Yazılı Görev 1:
Aşağıdaki Musul Meselesi metnine dayanarak şu soruları cevaplayın:
(a) Ecevit'in Kıbrıs için söylediği söz nedir?
(b) Metne göre Irak krallığı hangi yıl kuruluyordu?
(c) Metinde Kıbrıs, Türklük için nasıl bir mesele olarak tanımlanıyor?

Metin Parçası:

........

Musul Meselesi…
Sevgili okuyucum; Sayın Yalçın Koçak, gençlik yıllarından beri Türkiye'nin, Türklüğün akla gelen her türlü sorunlarını inceleyen, sorgulayan, emek veren bir kahraman. Türkiye'yi, -bir başka deyişle- bu vatanı ihmal edenlere karşı Sayın Koçak en önde bayrağı tutanlardandır.
Sayın Koçak'ın Musul konusunu anlatan anlamlı yazısını sizlere sunuyorum.
"Bizi yetiştiren değerlerden birisi, bize Türkiye'nin meselelerini öğretirken, ilk sıralardan Musul Meselesi"ni öğretti!
Kemalist ve Atatürkçü olduğunu söyleyip Gâzi Mustafa Kemal'in "Allah nasip eder, ömrüm vefa ederse Musul, Kerkük ve Adaları geri alacağım. Selanik'de dahil Batı Trakya'yı Türkiye hudutları içine katacağım." Vasiyetini görmek istemeyene de rastladım, bilmek istemeyene de, bilip de üstünü örtmek isteyene de!
Ata'dan İnönü'ye ondan da Ecevit'e devam ede gelen bu vasiyet için Ecevit "Şartlar oluşmuştu biz Kıbrıs'ı aldık" demiştir.
Kıbrıs; Türklüğün Anadolu'da varlık ve Akdeniz'de beka meselesidir.
Ya Musul?
Yani Mezopotamya İngiliz'in, geleceğin Anahtarı dediği kendi çalıp kendi oynayabilsin diye adını Orta Doğu olarak değiştirdiği bir coğrafya…
İngiliz bu? Kuralını kendisinin koymadığı kumarı dahi oynamaz!
Biz bu coğrafyaya Orta Doğu dedikçe, onun politikaları ve referansları üzerinden konuşuyor olup onun ekmeğine yağ sürmüş oluyoruz.
Burası bizim Babilimiz, Mezopotamyamız; medeniyetlerin beşiği, ilimlerin tarlası Çin, Hint, Maçin ve Afrika'nın çıkış eşiği Basra'nın Bağdat'ın suyunu veren Musul!
Lozan'da, Mondoros'ta bizim olan, Vilayeti Musul!
1924 yılında Irak krallığı kurulurken (Misâk-ı Millî'nin içinde olmasına rağmen Bağdat, ve Basra şartlı olarak) Musul Vilayeti; İngiliz entrikalarıyla Irak krallığına emaneten bırakılmış, tapusu ve insanı bizim olan hasret bırakılmış yâd ellere...
Birileri Saddam sonrası oluşan belirsizlik döneminde Kerkük'ün, Musul'un, Süleymaniye'nin Telefer'in Tapu ve Nüfus idarelerine çökerek yok etmeye çalıştı.

........

Yazılı Görev 2:
Aşağıdaki kayıtlarda "foreleg" dizesinin geçtiği satırları sayın; büyük-küçük harf farkı önemlidir. Yalnızca sayıyı yazın.

........

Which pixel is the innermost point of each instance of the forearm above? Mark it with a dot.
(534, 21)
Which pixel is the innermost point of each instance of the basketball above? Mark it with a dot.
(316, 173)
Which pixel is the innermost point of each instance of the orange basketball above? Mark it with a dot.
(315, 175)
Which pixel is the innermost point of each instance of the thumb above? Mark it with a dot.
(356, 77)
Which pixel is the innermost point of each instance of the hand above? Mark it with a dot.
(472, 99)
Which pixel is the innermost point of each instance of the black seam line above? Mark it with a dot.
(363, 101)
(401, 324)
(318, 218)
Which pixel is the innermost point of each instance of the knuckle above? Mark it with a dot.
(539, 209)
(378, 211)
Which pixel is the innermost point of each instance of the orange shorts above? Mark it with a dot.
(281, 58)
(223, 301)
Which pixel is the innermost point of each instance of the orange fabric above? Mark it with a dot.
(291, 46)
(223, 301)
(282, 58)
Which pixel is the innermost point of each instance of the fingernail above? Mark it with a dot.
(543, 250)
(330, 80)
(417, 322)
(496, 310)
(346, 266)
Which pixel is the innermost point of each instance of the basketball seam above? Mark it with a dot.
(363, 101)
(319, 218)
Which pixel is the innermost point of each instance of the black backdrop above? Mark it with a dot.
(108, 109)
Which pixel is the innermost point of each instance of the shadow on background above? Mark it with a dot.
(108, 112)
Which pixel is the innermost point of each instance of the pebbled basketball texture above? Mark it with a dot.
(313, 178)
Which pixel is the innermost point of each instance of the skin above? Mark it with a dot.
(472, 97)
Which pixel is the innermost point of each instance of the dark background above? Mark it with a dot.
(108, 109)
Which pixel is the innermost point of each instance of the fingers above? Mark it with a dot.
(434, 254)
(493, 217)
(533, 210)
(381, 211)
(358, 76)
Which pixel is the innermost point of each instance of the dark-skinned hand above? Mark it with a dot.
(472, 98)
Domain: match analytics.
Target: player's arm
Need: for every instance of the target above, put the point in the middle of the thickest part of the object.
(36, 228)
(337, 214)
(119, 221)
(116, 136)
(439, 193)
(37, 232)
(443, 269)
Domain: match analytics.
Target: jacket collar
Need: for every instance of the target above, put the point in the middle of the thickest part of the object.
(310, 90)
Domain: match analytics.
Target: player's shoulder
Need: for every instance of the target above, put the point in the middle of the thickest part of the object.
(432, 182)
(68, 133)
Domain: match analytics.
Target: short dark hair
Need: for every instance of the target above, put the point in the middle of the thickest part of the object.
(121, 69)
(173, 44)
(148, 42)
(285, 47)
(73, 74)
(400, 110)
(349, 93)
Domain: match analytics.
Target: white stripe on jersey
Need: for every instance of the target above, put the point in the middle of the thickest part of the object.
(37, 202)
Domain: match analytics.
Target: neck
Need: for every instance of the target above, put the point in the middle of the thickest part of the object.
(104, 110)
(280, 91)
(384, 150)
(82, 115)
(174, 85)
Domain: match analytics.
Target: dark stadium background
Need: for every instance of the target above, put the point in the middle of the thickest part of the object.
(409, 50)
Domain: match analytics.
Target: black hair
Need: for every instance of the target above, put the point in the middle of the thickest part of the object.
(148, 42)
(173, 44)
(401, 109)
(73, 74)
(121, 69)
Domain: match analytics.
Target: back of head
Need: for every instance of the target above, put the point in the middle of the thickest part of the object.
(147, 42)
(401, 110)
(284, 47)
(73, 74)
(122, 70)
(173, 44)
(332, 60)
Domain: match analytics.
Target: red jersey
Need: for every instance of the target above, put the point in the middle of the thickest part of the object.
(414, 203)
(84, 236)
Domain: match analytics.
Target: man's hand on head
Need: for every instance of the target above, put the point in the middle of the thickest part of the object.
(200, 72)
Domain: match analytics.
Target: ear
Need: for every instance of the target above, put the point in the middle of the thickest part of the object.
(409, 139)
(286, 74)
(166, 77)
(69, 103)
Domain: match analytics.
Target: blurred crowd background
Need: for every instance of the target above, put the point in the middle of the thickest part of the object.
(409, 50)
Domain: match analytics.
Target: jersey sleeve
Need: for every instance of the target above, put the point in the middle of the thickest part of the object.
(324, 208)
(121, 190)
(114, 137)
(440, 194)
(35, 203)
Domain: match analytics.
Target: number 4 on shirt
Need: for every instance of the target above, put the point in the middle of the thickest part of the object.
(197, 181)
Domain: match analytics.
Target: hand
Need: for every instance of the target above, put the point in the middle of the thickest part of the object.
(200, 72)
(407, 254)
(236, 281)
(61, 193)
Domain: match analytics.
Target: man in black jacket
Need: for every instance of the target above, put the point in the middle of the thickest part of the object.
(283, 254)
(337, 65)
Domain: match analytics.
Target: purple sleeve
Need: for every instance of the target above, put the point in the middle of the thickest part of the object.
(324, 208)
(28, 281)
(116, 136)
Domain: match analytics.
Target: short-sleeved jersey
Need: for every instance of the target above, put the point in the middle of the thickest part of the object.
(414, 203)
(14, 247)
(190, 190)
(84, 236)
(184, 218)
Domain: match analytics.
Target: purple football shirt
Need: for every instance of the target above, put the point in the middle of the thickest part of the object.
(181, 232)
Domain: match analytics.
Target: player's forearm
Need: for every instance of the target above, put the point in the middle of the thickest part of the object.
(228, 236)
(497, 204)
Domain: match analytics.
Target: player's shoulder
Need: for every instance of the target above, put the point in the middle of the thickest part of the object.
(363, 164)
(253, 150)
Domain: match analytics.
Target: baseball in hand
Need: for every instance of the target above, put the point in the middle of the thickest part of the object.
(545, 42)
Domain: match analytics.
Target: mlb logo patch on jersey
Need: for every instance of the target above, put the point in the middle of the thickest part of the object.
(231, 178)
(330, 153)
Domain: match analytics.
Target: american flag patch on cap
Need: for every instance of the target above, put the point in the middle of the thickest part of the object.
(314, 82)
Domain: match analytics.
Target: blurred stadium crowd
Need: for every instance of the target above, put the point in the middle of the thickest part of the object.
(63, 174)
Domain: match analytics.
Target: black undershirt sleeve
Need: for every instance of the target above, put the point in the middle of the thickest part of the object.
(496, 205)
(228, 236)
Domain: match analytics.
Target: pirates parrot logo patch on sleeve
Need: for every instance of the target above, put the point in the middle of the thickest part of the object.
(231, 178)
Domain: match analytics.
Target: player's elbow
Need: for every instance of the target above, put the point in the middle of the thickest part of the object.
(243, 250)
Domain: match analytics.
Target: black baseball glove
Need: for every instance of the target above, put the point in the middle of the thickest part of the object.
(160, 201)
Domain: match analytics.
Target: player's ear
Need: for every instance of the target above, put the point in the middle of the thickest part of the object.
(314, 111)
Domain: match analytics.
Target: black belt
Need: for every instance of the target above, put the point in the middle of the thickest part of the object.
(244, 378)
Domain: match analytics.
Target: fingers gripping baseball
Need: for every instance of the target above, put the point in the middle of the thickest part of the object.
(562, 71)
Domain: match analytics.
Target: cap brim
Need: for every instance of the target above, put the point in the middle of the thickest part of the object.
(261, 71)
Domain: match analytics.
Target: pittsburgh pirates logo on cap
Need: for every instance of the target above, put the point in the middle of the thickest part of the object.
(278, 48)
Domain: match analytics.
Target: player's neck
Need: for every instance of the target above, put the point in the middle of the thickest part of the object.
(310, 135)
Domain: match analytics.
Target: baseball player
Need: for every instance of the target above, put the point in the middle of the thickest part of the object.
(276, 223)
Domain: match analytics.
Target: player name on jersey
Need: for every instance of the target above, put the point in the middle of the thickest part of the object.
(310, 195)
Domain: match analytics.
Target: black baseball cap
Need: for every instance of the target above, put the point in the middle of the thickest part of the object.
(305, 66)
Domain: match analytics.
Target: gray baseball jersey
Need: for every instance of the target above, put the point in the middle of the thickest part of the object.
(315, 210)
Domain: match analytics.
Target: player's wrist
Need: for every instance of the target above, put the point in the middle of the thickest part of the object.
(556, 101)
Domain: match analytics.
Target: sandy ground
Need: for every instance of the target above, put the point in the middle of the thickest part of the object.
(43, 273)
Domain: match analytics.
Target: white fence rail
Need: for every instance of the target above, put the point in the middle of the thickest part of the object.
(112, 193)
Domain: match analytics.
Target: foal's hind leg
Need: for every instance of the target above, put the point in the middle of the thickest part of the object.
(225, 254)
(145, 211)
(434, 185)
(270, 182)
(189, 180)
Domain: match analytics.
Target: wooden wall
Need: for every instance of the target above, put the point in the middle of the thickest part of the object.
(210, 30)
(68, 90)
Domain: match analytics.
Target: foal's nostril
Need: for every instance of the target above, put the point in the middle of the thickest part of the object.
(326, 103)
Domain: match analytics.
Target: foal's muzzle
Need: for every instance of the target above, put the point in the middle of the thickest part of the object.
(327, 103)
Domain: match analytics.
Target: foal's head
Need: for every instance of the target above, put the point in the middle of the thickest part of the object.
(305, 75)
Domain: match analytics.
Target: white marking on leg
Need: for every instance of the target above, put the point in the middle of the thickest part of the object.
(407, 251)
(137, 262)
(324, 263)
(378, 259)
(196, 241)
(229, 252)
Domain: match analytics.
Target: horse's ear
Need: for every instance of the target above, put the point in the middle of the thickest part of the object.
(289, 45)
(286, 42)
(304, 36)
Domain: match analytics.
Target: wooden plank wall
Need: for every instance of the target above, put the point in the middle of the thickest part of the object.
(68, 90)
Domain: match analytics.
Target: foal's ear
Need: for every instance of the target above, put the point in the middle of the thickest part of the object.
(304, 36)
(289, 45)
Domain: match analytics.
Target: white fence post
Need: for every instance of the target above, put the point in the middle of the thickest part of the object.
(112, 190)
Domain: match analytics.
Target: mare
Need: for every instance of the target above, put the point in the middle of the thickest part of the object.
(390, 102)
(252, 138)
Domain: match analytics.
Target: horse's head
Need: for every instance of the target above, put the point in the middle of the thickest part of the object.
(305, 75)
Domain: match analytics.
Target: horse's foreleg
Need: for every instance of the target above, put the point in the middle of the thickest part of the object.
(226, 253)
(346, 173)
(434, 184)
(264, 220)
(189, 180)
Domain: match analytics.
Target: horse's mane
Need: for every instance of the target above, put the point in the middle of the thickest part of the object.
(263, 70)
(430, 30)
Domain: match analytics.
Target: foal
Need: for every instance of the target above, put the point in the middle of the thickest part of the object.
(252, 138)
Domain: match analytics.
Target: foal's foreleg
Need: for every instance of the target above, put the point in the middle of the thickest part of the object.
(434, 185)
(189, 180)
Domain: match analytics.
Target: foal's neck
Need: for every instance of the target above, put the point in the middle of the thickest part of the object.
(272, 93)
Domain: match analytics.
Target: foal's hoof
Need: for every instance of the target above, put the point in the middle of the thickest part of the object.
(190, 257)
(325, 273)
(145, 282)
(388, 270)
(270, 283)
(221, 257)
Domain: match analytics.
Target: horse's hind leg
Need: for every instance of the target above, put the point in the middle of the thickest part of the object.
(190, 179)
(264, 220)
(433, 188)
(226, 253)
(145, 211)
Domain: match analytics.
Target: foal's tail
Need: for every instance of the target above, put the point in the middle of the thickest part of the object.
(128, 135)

........

Tam Yanıt 1:
(a) "Şartlar oluşmuştu biz Kıbrıs'ı aldık"
(b) 1924
(c) Türklüğün Anadolu'da varlık ve Akdeniz'de beka meselesi olarak tanımlanıyor.

Tam Yanıt 2:
2